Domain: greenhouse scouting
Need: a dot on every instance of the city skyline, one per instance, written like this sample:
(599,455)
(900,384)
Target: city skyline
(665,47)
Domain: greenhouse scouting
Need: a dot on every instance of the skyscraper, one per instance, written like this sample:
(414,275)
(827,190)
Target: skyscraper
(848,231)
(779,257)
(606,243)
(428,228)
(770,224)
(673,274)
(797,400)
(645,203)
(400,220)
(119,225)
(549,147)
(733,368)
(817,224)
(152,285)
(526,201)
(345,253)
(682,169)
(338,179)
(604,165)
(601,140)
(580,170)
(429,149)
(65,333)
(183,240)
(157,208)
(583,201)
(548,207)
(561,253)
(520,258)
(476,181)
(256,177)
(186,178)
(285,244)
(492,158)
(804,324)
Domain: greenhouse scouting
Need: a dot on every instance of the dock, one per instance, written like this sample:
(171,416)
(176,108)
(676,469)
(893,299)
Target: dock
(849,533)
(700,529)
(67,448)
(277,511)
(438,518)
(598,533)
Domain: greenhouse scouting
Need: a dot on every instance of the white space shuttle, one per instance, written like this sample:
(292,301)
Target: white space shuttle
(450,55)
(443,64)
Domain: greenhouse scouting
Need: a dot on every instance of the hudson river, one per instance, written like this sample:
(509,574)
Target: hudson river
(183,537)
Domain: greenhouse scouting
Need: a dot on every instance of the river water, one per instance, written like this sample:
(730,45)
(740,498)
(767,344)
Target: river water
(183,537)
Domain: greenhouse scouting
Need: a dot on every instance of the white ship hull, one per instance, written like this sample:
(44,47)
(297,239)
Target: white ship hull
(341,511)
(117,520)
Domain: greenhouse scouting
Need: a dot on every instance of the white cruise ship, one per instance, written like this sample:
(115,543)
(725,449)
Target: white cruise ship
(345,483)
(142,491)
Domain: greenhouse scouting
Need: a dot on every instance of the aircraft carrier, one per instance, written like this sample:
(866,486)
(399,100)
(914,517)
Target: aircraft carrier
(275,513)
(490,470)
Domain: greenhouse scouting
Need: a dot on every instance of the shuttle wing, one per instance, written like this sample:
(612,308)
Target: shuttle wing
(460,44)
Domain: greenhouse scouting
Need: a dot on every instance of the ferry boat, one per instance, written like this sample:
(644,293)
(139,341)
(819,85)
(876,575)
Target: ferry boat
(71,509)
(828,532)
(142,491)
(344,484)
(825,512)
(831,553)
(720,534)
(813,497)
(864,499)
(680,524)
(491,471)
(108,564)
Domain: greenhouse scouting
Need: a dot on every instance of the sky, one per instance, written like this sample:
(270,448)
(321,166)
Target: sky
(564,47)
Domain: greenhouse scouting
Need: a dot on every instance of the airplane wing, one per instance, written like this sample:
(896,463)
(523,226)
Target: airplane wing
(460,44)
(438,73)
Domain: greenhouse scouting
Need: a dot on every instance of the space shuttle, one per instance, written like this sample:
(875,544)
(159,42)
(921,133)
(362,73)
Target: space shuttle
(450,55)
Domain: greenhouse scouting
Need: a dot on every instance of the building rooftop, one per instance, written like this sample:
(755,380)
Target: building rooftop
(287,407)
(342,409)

§ §

WHAT THIS TASK INVOLVES
Taking care to match every character, output all of the entries above.

RESPONSE TO THE TASK
Domain: greenhouse scouting
Need: a dot on every instance of the city skyline, one per instance, written like this sample:
(599,455)
(900,384)
Target: city skyline
(665,47)
Domain: greenhouse scouting
Need: a dot on every instance of the skyscraper, one per instance, written like this sample:
(414,275)
(827,190)
Target: skyscraper
(848,231)
(779,257)
(606,243)
(428,228)
(770,224)
(673,274)
(797,400)
(645,203)
(400,220)
(119,225)
(549,147)
(733,368)
(817,224)
(152,285)
(526,201)
(345,253)
(682,169)
(338,179)
(604,165)
(601,140)
(580,170)
(429,149)
(65,333)
(183,240)
(157,208)
(583,201)
(548,207)
(561,253)
(520,258)
(476,181)
(256,177)
(186,178)
(285,244)
(492,158)
(804,324)
Domain: greenhouse scouting
Need: a dot on every instance of the dock, one per instance, written like this sample:
(171,416)
(176,108)
(676,469)
(893,299)
Target: dock
(849,533)
(700,529)
(67,448)
(277,511)
(438,518)
(598,533)
Domain: greenhouse scouting
Need: a dot on every instance of the white space shuttle, one per instance, written like this sample:
(292,301)
Target: white space shuttle
(450,55)
(443,64)
Domain: greenhouse scouting
Need: a dot on every instance of the hudson river, one per instance, written like this sample:
(509,574)
Target: hudson river
(183,537)
Domain: greenhouse scouting
Need: a dot on every instance of the river water, one per instance, written like this sample:
(730,45)
(740,498)
(767,344)
Target: river water
(183,537)
Domain: greenhouse scouting
Need: a dot on every instance of the white ship hull, one per instance, written like this sample:
(44,47)
(297,239)
Target: white ship hull
(341,511)
(117,520)
Domain: greenhouse scouting
Need: a dot on every instance of the white cruise ship, one per instance, written like this sample:
(115,543)
(725,449)
Target: white cruise ship
(345,483)
(142,491)
Domain: greenhouse scouting
Need: a dot on every instance of the aircraft carrier, one per instance, written like this sample:
(866,486)
(399,100)
(914,517)
Target: aircraft carrier
(275,513)
(490,470)
Domain: greenhouse scouting
Need: a dot on every instance of the shuttle wing, one per instance, written like this sample:
(612,308)
Target: shuttle wing
(460,44)
Domain: greenhouse scouting
Need: a dot on every instance of the ferry boat, one per instance, written like this sample:
(644,293)
(139,341)
(819,85)
(876,575)
Target: ferry boat
(71,509)
(828,532)
(142,491)
(344,484)
(825,512)
(831,553)
(720,534)
(813,497)
(864,499)
(680,524)
(491,471)
(108,564)
Domain: greenhouse scouting
Need: a dot on every instance of the sky, one per instance, written like this sample:
(270,448)
(321,166)
Target: sky
(564,47)
Domain: greenhouse scouting
Need: a dot on every instance of the airplane wing, one per instance, written like this sample:
(896,463)
(523,226)
Target: airplane wing
(460,44)
(438,73)
Domain: greenhouse scouting
Need: a dot on every instance of the space shuttle, one per instance, written like this sample:
(875,544)
(159,42)
(921,133)
(362,73)
Target: space shuttle
(450,55)
Domain: greenhouse scouting
Need: a dot on every instance of the building rooftop, one per instance, written like this sample:
(755,380)
Target: building rooftop
(287,407)
(342,409)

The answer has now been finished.